(Data records)
:::

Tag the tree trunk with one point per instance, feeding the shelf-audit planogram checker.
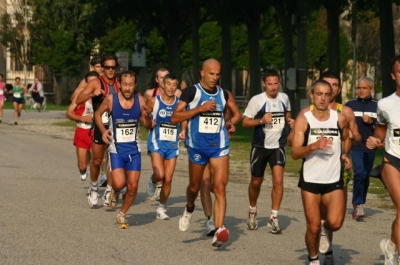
(387, 45)
(253, 36)
(226, 72)
(333, 12)
(285, 19)
(195, 43)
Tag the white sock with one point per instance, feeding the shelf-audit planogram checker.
(274, 213)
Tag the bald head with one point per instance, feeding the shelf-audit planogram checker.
(210, 73)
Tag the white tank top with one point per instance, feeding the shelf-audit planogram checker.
(388, 114)
(323, 166)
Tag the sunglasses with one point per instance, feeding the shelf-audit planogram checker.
(108, 67)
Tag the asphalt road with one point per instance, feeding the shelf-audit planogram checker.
(45, 217)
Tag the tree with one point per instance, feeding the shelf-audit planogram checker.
(15, 34)
(61, 37)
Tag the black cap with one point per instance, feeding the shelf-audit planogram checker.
(95, 60)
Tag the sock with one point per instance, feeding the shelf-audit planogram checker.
(253, 209)
(312, 258)
(93, 185)
(391, 246)
(189, 209)
(274, 213)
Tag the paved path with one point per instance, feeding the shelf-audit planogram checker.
(45, 217)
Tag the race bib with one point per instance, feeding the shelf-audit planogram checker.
(210, 122)
(396, 140)
(104, 118)
(278, 122)
(126, 132)
(168, 132)
(331, 134)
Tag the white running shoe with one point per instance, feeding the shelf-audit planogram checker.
(389, 256)
(161, 214)
(324, 242)
(156, 195)
(103, 180)
(185, 220)
(210, 227)
(122, 223)
(92, 197)
(220, 237)
(83, 176)
(106, 198)
(252, 222)
(151, 186)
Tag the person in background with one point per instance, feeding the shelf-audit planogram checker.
(364, 108)
(18, 91)
(36, 91)
(3, 90)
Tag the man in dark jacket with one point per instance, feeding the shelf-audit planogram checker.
(364, 107)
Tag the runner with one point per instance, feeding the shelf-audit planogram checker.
(83, 115)
(18, 98)
(320, 137)
(126, 108)
(3, 90)
(267, 113)
(163, 142)
(203, 106)
(387, 135)
(97, 90)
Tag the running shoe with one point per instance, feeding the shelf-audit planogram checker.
(113, 198)
(329, 259)
(220, 237)
(92, 197)
(161, 214)
(252, 222)
(358, 212)
(83, 176)
(106, 198)
(324, 243)
(156, 195)
(273, 224)
(389, 256)
(103, 180)
(151, 187)
(210, 227)
(185, 220)
(122, 223)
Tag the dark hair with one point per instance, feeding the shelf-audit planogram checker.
(91, 73)
(95, 60)
(319, 82)
(329, 74)
(109, 56)
(127, 73)
(170, 76)
(393, 63)
(270, 72)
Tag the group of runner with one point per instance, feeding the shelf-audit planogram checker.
(203, 115)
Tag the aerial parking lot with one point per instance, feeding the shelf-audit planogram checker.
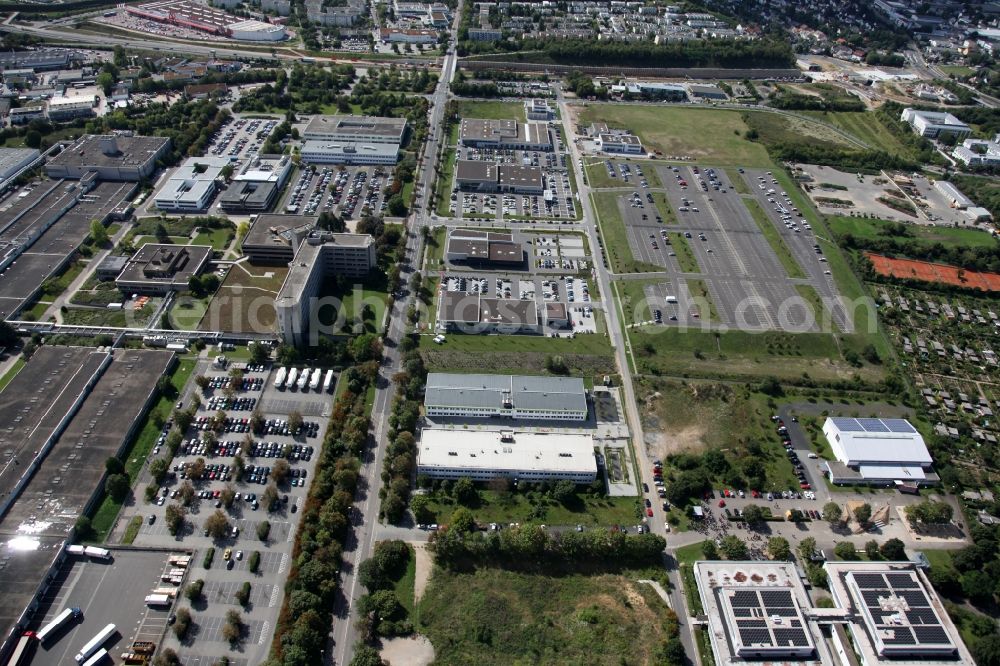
(752, 258)
(240, 492)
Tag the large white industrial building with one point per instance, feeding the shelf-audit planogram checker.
(523, 456)
(880, 451)
(519, 396)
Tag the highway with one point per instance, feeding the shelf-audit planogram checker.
(359, 544)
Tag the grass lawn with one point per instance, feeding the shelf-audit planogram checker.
(491, 110)
(866, 126)
(491, 616)
(739, 184)
(871, 229)
(511, 507)
(405, 586)
(774, 239)
(10, 374)
(685, 256)
(434, 248)
(138, 451)
(616, 243)
(707, 135)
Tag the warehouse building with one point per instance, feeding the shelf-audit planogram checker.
(274, 239)
(322, 255)
(478, 314)
(759, 612)
(483, 248)
(504, 135)
(487, 177)
(933, 124)
(517, 397)
(109, 157)
(192, 186)
(157, 269)
(482, 455)
(893, 615)
(880, 451)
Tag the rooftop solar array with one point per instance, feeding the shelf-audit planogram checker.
(901, 616)
(766, 618)
(846, 424)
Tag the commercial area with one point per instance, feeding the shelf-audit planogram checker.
(109, 157)
(880, 451)
(157, 269)
(506, 396)
(65, 414)
(322, 255)
(353, 140)
(883, 613)
(482, 455)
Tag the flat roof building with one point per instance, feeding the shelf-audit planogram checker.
(478, 176)
(483, 248)
(333, 152)
(895, 616)
(322, 255)
(159, 269)
(273, 239)
(191, 186)
(758, 611)
(517, 396)
(932, 124)
(109, 156)
(504, 134)
(881, 451)
(356, 129)
(478, 314)
(523, 456)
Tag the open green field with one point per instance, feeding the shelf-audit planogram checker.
(616, 244)
(774, 239)
(245, 301)
(491, 617)
(491, 110)
(871, 229)
(510, 507)
(138, 452)
(774, 128)
(707, 135)
(685, 256)
(866, 126)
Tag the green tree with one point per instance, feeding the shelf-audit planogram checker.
(893, 550)
(778, 548)
(833, 513)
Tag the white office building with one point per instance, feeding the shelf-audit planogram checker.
(482, 455)
(933, 124)
(880, 451)
(518, 397)
(192, 186)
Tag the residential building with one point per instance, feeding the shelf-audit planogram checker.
(505, 396)
(482, 455)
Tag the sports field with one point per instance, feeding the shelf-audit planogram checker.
(706, 135)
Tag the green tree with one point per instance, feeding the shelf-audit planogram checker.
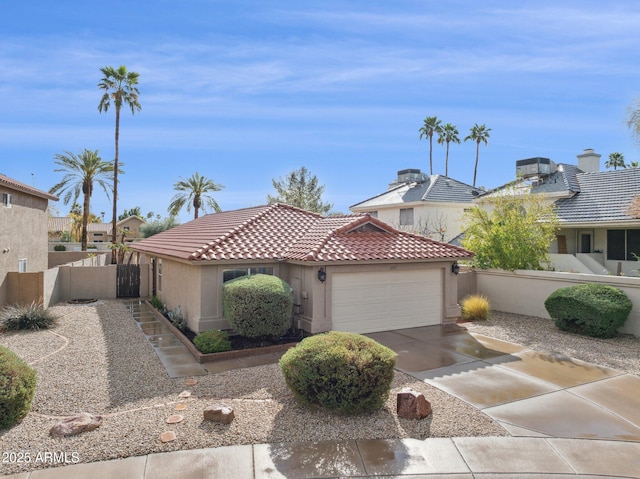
(448, 134)
(158, 226)
(194, 192)
(514, 232)
(479, 134)
(615, 160)
(300, 189)
(81, 172)
(119, 86)
(431, 125)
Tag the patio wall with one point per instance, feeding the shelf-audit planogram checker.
(524, 292)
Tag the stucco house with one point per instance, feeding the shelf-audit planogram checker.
(598, 226)
(429, 205)
(348, 272)
(23, 235)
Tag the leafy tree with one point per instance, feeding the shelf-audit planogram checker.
(431, 125)
(448, 134)
(515, 232)
(194, 192)
(81, 172)
(135, 211)
(615, 160)
(300, 189)
(119, 87)
(158, 226)
(479, 134)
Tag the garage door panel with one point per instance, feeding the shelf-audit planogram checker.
(370, 302)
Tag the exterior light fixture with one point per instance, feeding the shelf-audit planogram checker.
(322, 275)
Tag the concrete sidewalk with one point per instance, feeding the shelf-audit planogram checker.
(455, 458)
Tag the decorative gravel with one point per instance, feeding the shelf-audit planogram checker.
(97, 360)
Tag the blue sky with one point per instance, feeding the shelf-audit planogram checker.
(246, 91)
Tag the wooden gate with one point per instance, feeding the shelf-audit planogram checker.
(128, 280)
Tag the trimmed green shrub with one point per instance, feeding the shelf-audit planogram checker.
(17, 388)
(596, 310)
(31, 316)
(343, 372)
(258, 305)
(212, 342)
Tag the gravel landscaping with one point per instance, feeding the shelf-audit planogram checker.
(96, 360)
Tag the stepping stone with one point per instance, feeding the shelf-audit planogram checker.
(175, 418)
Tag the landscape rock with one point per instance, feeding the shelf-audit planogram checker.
(412, 404)
(76, 424)
(219, 413)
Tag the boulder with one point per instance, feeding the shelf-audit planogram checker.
(76, 424)
(412, 404)
(219, 413)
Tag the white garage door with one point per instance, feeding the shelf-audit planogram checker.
(370, 302)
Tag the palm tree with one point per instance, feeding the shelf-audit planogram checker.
(193, 192)
(479, 134)
(448, 134)
(119, 86)
(431, 125)
(81, 172)
(615, 159)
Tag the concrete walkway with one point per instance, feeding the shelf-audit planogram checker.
(567, 418)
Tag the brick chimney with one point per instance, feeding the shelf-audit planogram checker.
(589, 160)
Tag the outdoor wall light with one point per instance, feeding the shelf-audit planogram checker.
(322, 275)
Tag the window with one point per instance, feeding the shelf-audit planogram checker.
(406, 216)
(623, 245)
(229, 274)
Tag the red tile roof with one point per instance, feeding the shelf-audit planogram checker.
(283, 232)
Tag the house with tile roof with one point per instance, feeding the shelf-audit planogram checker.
(428, 205)
(23, 236)
(348, 272)
(597, 223)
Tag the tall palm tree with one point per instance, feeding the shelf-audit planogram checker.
(448, 134)
(479, 134)
(119, 87)
(193, 192)
(431, 125)
(615, 160)
(81, 172)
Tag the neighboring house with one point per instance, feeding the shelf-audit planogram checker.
(348, 272)
(593, 206)
(97, 232)
(23, 231)
(429, 205)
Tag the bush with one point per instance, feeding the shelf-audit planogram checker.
(212, 342)
(258, 305)
(595, 310)
(32, 316)
(475, 307)
(17, 387)
(343, 372)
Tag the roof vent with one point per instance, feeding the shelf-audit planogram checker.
(535, 167)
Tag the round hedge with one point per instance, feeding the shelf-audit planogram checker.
(343, 372)
(258, 305)
(17, 388)
(596, 310)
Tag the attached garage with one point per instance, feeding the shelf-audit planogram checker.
(380, 301)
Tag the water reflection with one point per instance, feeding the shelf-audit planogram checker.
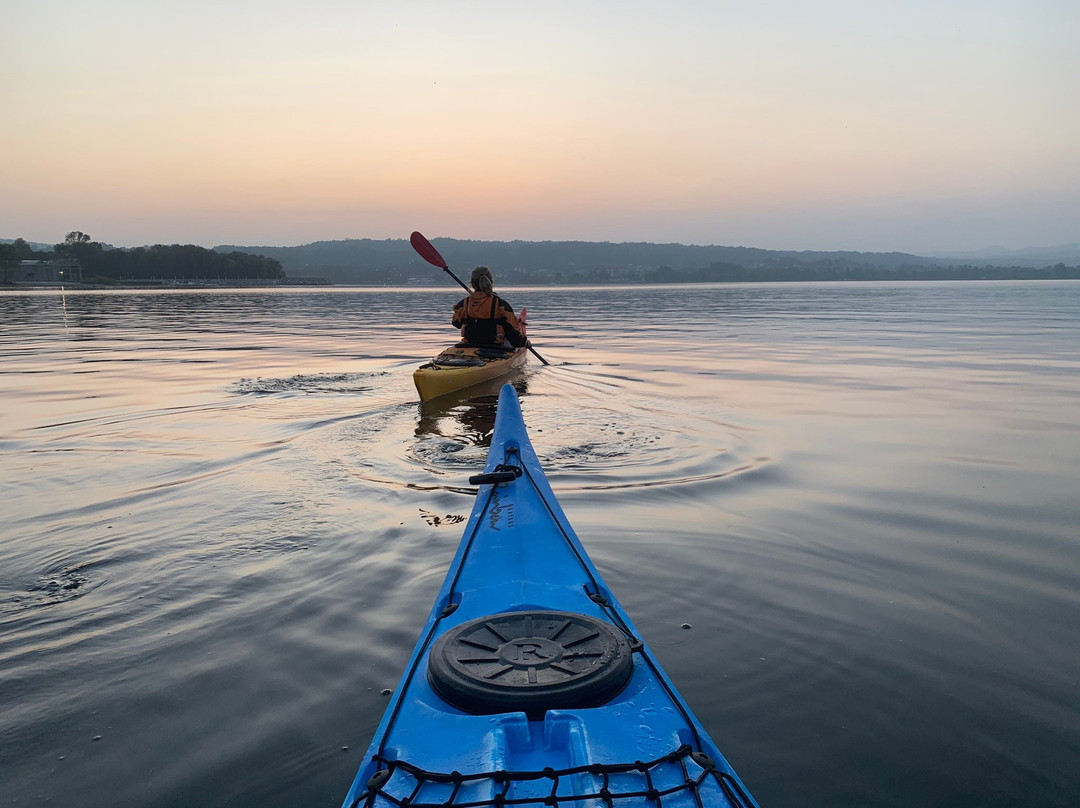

:::

**Problem:** Retype, word for word, the lines from the one with "Tag the neighboring" through the last line of the entries above, and only those lines. Leave pictures out.

**Task answer:**
Tag the neighboring house with one point per instance, feeding the shelf-audit planogram checker.
(348, 272)
(593, 206)
(97, 232)
(23, 231)
(429, 205)
Tag the bush with one point per instance, feeding the shelf-audit planogram checker.
(212, 342)
(258, 305)
(595, 310)
(32, 316)
(475, 307)
(17, 387)
(343, 372)
Tag the roof vent with one point per instance, feeding the shelf-audit planogram checker.
(535, 167)
Tag the round hedge with one point per instance, feeding the shelf-audit planogram checker.
(343, 372)
(258, 305)
(17, 388)
(596, 310)
Tag the attached garage with one point per instance, feeding the shelf-audit planogram checker.
(380, 301)
Tag the water reflection with one point per instance, feeding the shelf-audit planogram checker.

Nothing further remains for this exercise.